Gather every line of the material below that contains the word "dried" and copy each one in full.
---*---
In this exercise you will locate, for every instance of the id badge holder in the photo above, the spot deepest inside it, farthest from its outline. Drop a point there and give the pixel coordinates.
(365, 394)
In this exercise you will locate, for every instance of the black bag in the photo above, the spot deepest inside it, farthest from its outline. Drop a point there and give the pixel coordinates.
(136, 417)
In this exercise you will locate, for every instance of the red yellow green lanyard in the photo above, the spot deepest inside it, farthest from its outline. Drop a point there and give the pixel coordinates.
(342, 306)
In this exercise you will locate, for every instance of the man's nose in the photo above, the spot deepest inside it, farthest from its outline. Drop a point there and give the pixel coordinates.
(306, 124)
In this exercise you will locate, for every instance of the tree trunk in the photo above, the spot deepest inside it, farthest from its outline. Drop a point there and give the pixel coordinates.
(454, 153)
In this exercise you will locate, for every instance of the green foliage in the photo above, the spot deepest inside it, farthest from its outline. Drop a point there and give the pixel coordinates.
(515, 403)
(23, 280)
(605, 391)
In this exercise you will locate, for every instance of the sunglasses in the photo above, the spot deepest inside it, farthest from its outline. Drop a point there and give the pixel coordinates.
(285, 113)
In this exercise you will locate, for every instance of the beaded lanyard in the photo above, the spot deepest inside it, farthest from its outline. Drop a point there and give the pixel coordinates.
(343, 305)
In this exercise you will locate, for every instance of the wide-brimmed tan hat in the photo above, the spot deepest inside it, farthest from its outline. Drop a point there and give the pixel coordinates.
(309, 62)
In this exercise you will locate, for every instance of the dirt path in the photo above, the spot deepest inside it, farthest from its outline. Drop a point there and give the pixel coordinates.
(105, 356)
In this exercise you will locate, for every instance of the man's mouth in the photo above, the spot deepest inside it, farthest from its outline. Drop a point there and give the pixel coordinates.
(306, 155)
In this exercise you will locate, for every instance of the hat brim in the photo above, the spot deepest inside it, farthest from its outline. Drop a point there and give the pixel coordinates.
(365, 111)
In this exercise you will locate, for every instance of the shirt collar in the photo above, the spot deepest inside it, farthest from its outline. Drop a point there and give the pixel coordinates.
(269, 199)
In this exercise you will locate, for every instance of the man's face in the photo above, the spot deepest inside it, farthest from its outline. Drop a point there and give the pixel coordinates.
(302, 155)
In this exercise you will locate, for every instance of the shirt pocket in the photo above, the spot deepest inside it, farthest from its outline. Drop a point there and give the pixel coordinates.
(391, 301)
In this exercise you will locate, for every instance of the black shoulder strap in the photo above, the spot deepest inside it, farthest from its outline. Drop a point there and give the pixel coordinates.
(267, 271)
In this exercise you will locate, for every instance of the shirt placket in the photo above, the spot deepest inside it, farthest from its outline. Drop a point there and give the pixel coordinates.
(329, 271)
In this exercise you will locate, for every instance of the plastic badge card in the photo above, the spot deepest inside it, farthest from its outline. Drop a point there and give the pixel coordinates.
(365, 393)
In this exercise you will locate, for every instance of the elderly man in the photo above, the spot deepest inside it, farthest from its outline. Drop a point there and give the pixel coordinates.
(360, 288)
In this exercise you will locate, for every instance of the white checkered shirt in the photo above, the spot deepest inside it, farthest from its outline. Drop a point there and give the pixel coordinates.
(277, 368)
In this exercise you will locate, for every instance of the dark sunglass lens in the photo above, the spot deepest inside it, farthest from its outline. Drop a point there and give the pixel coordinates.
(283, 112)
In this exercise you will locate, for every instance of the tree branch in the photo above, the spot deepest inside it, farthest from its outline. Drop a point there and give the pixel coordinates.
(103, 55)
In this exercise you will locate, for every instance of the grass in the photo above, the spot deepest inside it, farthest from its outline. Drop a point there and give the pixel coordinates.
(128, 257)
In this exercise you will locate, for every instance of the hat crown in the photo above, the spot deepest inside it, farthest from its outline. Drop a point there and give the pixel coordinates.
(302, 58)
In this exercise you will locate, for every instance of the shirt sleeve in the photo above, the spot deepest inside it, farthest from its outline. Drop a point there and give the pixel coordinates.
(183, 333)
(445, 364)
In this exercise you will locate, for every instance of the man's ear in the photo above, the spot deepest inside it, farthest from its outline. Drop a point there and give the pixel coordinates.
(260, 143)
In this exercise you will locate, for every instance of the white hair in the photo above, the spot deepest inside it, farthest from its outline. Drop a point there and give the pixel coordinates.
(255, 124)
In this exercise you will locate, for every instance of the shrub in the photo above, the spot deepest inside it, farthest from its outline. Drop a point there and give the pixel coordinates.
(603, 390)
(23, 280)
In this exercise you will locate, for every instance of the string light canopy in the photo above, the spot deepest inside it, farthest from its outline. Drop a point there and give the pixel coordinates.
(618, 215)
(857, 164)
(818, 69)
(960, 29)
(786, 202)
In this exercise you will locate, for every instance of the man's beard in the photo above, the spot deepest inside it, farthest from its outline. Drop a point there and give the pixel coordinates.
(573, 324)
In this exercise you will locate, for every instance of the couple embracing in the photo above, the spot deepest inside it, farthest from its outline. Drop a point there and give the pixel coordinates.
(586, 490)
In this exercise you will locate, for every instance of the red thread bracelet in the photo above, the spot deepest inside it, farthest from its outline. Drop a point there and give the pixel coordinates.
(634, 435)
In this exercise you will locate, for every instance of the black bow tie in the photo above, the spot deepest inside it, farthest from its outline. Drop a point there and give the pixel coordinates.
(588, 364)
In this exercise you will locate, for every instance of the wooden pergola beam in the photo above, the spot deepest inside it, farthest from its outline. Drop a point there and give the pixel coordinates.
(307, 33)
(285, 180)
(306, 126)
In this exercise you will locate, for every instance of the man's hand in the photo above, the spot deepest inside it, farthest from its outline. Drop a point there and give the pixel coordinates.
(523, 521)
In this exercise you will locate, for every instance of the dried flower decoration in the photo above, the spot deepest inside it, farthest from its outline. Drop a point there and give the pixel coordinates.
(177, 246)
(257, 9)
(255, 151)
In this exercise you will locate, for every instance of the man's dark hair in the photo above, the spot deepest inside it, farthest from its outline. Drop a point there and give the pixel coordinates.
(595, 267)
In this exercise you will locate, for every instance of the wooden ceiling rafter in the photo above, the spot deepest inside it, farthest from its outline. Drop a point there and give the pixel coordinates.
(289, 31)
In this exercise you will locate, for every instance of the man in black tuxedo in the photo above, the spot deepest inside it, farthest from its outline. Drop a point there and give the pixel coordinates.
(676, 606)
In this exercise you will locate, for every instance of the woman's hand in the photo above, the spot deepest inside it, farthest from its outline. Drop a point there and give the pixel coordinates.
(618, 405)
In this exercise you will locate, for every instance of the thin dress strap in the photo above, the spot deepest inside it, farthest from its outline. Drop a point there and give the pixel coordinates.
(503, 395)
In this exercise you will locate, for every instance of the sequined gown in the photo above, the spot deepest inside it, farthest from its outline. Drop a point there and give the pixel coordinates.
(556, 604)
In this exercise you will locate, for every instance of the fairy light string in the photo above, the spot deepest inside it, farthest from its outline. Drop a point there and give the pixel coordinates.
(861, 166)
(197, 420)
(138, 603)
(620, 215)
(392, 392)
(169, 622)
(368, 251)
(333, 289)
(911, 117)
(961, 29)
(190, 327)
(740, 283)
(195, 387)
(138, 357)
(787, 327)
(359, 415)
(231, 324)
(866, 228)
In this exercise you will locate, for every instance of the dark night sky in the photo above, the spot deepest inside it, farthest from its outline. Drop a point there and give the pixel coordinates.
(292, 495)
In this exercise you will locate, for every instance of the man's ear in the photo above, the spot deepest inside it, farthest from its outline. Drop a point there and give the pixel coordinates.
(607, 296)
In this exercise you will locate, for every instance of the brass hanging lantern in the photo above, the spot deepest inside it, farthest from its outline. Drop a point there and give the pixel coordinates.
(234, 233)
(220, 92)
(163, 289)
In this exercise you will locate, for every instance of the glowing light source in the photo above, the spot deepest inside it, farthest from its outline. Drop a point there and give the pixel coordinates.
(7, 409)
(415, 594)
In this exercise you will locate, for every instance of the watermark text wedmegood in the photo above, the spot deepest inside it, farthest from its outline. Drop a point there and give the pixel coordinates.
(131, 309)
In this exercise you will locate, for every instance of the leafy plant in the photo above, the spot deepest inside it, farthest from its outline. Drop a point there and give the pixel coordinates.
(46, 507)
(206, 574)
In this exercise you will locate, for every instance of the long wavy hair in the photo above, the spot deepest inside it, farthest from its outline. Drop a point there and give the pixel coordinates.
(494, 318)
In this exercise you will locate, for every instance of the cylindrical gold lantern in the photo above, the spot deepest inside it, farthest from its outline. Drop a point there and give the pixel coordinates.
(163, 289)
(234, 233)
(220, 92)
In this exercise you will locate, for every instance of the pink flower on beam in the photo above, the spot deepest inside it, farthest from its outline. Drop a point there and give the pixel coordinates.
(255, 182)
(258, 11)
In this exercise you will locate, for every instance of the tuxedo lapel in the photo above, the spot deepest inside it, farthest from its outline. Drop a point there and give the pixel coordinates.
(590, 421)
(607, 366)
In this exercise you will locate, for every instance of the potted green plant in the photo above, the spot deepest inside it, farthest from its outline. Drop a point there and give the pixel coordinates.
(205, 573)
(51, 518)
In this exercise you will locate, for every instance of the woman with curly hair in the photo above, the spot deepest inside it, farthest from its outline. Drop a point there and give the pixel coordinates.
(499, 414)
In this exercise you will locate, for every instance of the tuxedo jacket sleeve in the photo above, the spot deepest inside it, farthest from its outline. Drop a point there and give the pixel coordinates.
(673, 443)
---*---
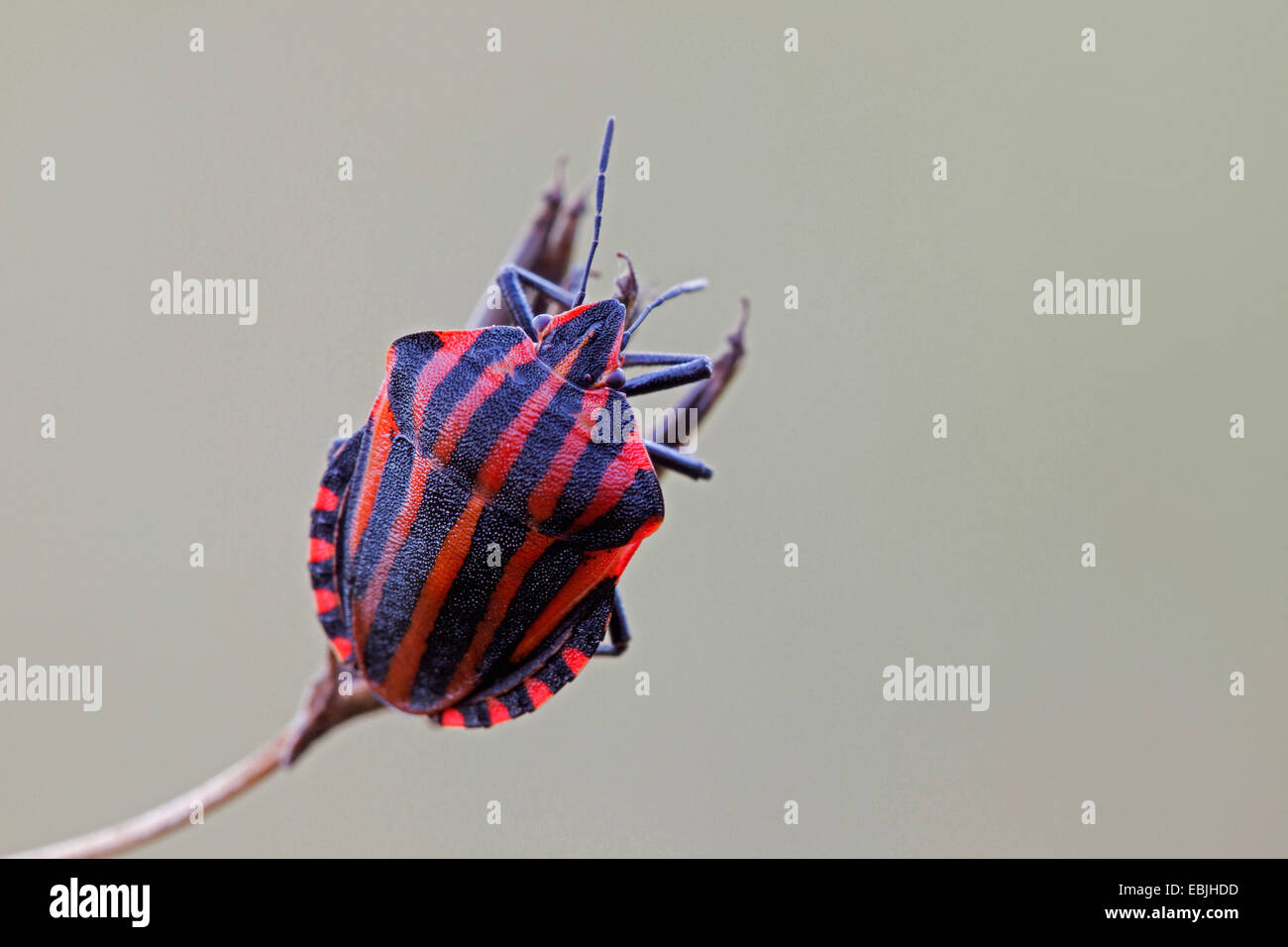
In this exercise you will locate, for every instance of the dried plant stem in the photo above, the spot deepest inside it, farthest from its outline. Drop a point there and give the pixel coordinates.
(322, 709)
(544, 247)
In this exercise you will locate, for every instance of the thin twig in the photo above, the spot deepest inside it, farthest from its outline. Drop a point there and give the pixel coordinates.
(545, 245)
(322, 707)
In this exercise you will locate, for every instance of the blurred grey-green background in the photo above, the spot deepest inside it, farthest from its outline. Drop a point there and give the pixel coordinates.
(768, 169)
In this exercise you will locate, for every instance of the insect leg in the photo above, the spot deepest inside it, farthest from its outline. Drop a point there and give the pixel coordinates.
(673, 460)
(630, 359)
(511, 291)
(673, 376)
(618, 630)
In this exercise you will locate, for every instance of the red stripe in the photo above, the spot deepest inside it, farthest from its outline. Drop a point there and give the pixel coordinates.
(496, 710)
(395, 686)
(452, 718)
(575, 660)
---*---
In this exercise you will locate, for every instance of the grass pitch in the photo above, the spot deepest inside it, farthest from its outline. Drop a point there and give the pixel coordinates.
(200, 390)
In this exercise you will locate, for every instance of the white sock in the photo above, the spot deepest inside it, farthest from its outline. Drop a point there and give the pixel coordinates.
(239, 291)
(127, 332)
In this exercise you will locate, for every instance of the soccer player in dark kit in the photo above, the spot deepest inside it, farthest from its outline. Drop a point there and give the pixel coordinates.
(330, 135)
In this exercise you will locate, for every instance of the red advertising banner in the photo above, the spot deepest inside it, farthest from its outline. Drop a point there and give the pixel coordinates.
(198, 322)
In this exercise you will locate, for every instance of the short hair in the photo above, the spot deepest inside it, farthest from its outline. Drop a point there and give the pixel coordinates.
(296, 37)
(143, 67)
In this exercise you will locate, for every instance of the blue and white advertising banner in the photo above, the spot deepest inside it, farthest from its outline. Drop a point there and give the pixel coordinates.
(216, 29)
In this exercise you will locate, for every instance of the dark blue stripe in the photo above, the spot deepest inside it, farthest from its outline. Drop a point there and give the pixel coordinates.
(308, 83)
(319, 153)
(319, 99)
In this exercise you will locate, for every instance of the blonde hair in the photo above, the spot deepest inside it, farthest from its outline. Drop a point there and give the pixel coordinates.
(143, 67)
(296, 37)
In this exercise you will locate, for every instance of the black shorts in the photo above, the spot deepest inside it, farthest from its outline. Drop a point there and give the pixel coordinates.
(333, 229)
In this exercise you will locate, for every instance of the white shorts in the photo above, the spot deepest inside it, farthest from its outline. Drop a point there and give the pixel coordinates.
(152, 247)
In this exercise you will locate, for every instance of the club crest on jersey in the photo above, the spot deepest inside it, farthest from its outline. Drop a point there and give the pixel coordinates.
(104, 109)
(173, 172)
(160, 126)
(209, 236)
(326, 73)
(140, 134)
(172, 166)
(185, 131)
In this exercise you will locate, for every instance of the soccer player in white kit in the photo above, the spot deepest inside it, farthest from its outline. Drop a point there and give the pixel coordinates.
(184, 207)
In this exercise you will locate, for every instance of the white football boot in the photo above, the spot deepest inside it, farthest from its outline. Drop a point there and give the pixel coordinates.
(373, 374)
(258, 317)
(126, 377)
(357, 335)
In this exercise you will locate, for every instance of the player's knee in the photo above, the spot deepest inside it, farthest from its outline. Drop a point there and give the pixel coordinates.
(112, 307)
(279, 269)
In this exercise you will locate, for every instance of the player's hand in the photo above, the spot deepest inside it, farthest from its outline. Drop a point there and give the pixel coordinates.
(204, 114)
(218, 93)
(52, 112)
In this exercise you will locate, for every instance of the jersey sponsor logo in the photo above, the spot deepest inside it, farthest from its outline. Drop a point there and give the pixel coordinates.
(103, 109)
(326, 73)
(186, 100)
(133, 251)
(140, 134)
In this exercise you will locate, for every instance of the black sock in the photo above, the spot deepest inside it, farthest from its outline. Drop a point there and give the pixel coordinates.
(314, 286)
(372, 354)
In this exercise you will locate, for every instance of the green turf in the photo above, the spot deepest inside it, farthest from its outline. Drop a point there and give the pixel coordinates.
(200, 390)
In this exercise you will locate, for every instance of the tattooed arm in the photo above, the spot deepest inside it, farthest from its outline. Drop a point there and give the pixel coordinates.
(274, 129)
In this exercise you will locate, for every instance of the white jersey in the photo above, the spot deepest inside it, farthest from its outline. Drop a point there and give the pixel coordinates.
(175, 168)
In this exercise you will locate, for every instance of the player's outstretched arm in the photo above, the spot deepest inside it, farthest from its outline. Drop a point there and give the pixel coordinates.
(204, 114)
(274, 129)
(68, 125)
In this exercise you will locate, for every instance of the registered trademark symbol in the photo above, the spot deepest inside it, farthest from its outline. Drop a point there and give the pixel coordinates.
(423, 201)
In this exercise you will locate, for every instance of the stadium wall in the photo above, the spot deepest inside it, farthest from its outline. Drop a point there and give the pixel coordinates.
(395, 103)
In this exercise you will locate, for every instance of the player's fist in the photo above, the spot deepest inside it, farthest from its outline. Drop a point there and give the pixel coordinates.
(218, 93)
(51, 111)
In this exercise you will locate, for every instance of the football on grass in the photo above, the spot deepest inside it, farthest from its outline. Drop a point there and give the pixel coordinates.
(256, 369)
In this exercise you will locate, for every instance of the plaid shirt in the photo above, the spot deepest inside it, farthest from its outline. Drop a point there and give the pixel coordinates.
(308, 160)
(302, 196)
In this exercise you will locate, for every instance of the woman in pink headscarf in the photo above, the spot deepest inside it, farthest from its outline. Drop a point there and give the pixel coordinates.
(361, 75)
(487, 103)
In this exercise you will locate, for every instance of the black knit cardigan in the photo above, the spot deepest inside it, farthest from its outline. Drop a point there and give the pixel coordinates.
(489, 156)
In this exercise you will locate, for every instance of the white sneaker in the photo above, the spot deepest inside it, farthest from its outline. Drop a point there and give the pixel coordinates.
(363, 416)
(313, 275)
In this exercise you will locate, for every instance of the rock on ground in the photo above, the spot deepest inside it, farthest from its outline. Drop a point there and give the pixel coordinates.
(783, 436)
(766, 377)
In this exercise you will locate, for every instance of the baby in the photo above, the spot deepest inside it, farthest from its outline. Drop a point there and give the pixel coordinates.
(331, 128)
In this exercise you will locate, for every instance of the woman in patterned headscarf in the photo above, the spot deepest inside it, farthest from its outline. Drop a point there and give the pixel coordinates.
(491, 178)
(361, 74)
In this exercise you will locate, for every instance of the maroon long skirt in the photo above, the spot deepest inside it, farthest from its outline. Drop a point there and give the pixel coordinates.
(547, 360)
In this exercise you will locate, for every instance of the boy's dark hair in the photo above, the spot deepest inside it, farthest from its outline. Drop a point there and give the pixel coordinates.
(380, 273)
---*---
■ OUTPUT BELOW
In this exercise you will locate, for every instance of the dried flower decoration in the photo above, the spot deepest inside it, farthest from its outline. Drop a point there and give the pixel coordinates.
In this exercise you will locate, for every instance of the dried plant stem in the photo above, the spot deepest inside it, farthest from its outline. Drop a point there and give the pixel coordinates.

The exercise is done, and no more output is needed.